**** Raw data

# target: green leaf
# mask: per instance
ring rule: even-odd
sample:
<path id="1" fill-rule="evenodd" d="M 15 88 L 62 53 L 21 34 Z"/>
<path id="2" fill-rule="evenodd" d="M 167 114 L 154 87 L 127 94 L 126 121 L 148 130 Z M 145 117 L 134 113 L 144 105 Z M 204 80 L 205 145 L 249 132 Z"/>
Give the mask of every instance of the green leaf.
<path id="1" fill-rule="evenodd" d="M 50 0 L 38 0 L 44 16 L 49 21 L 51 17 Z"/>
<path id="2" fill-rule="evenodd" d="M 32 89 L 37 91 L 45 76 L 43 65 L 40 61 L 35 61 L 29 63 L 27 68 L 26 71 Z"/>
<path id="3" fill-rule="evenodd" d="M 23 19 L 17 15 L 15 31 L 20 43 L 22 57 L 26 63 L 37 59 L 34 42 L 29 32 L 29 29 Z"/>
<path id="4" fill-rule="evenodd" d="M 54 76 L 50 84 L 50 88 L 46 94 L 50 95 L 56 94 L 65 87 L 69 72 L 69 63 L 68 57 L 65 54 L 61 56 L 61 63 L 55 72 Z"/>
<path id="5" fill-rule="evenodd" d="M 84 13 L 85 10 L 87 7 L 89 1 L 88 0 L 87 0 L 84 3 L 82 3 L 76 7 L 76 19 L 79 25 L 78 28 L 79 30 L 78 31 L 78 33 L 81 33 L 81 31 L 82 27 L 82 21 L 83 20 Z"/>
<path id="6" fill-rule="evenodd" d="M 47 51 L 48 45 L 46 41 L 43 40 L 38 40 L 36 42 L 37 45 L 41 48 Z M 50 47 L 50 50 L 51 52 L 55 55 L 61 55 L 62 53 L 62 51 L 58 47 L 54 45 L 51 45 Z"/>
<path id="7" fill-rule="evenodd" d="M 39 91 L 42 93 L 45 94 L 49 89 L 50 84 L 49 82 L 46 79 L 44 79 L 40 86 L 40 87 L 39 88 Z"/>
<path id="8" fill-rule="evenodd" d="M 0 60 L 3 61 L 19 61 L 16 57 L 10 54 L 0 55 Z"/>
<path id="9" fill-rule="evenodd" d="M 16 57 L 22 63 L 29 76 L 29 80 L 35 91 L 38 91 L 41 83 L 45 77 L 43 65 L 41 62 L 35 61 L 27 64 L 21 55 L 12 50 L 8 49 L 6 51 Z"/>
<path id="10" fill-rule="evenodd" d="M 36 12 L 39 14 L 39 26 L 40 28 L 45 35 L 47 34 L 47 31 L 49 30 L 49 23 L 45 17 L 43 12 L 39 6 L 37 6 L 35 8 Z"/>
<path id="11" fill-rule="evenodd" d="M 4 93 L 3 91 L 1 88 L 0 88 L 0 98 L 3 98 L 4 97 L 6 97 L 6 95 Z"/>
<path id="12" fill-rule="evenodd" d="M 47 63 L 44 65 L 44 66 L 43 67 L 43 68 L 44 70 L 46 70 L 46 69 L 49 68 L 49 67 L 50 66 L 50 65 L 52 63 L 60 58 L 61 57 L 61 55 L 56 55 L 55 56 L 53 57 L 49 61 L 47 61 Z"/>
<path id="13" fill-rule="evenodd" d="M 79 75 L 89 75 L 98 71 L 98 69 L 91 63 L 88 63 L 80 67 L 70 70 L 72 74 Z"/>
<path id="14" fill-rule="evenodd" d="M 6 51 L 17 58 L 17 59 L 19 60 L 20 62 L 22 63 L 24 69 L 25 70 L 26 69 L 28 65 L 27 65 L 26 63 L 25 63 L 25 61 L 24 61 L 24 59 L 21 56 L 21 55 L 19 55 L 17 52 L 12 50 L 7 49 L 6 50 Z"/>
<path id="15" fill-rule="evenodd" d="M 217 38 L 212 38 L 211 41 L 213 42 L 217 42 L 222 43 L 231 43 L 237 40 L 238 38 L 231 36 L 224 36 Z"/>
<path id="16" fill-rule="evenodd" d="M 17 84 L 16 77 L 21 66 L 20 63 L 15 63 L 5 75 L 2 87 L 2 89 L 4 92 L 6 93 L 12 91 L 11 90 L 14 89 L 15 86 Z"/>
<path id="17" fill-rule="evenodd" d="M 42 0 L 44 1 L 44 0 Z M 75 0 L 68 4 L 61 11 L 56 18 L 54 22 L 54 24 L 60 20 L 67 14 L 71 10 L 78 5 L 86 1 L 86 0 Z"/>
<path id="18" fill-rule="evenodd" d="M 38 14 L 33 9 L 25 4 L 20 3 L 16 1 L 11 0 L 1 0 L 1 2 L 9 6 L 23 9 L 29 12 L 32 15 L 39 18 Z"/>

********

_Exercise requirements_: Copy out every item in the data file above line by line, keeping each character unchanged.

_Answer for the task_:
# target: green leaf
# mask: per instance
ring rule: even-odd
sample:
<path id="1" fill-rule="evenodd" d="M 15 88 L 62 53 L 21 34 Z"/>
<path id="2" fill-rule="evenodd" d="M 167 114 L 154 87 L 127 94 L 126 121 L 148 130 Z M 145 117 L 134 113 L 144 105 Z M 204 80 L 205 145 L 249 132 Z"/>
Give the mask of every instance of the green leaf.
<path id="1" fill-rule="evenodd" d="M 50 0 L 38 0 L 44 16 L 49 21 L 51 17 Z"/>
<path id="2" fill-rule="evenodd" d="M 32 89 L 37 91 L 45 76 L 43 65 L 40 61 L 35 61 L 29 63 L 27 68 L 26 71 Z"/>
<path id="3" fill-rule="evenodd" d="M 23 19 L 17 15 L 15 31 L 20 43 L 22 57 L 26 63 L 37 59 L 34 42 L 29 32 L 29 29 Z"/>
<path id="4" fill-rule="evenodd" d="M 54 76 L 50 84 L 50 88 L 46 94 L 50 95 L 56 94 L 65 87 L 69 72 L 69 63 L 68 57 L 65 54 L 61 56 L 61 63 L 55 72 Z"/>
<path id="5" fill-rule="evenodd" d="M 84 13 L 85 10 L 87 7 L 89 1 L 88 0 L 87 0 L 84 3 L 82 3 L 76 7 L 76 19 L 79 25 L 78 28 L 79 30 L 78 31 L 78 33 L 81 33 L 81 31 L 82 27 L 82 21 L 83 20 Z"/>
<path id="6" fill-rule="evenodd" d="M 47 51 L 48 45 L 46 41 L 43 40 L 38 40 L 36 42 L 37 45 L 41 48 Z M 50 47 L 50 50 L 51 52 L 55 55 L 61 55 L 62 53 L 62 51 L 58 47 L 54 45 L 51 45 Z"/>
<path id="7" fill-rule="evenodd" d="M 39 91 L 42 93 L 45 94 L 49 89 L 50 84 L 49 82 L 46 79 L 44 79 L 40 86 L 40 87 L 39 88 Z"/>
<path id="8" fill-rule="evenodd" d="M 0 60 L 3 61 L 19 61 L 16 57 L 10 54 L 0 55 Z"/>
<path id="9" fill-rule="evenodd" d="M 16 57 L 22 63 L 29 76 L 29 80 L 35 91 L 38 91 L 41 83 L 45 77 L 43 65 L 41 62 L 35 61 L 27 64 L 21 55 L 12 50 L 8 49 L 6 51 Z"/>
<path id="10" fill-rule="evenodd" d="M 36 12 L 39 14 L 39 26 L 40 28 L 45 35 L 47 34 L 47 31 L 49 30 L 49 23 L 45 17 L 43 12 L 39 6 L 37 6 L 35 8 Z"/>
<path id="11" fill-rule="evenodd" d="M 4 93 L 3 91 L 1 88 L 0 88 L 0 98 L 3 98 L 4 97 L 6 97 L 6 95 Z"/>
<path id="12" fill-rule="evenodd" d="M 47 63 L 44 65 L 44 66 L 43 67 L 43 68 L 44 70 L 46 70 L 46 69 L 49 68 L 49 67 L 50 66 L 50 65 L 52 63 L 60 58 L 61 57 L 61 55 L 56 55 L 55 56 L 53 57 L 49 61 L 47 61 Z"/>
<path id="13" fill-rule="evenodd" d="M 79 75 L 89 75 L 98 71 L 98 69 L 91 63 L 88 63 L 80 67 L 70 70 L 72 74 Z"/>
<path id="14" fill-rule="evenodd" d="M 6 51 L 17 58 L 17 59 L 19 60 L 20 62 L 22 63 L 24 69 L 25 70 L 26 69 L 28 65 L 27 65 L 26 63 L 25 63 L 25 61 L 24 61 L 24 59 L 21 56 L 21 55 L 19 55 L 17 52 L 12 50 L 7 49 L 6 50 Z"/>
<path id="15" fill-rule="evenodd" d="M 217 38 L 212 38 L 211 41 L 213 42 L 217 42 L 222 43 L 231 43 L 237 40 L 238 38 L 231 36 L 224 36 Z"/>
<path id="16" fill-rule="evenodd" d="M 17 84 L 16 77 L 21 66 L 20 63 L 15 63 L 5 75 L 2 87 L 2 89 L 4 92 L 6 93 L 12 91 L 11 90 L 14 89 L 15 86 Z"/>
<path id="17" fill-rule="evenodd" d="M 42 0 L 44 1 L 44 0 Z M 75 0 L 68 4 L 61 11 L 56 18 L 54 22 L 54 24 L 60 20 L 67 14 L 71 10 L 78 5 L 86 1 L 86 0 Z"/>
<path id="18" fill-rule="evenodd" d="M 38 14 L 33 9 L 25 4 L 20 3 L 16 1 L 11 0 L 1 0 L 1 2 L 9 6 L 23 9 L 29 12 L 32 15 L 39 18 Z"/>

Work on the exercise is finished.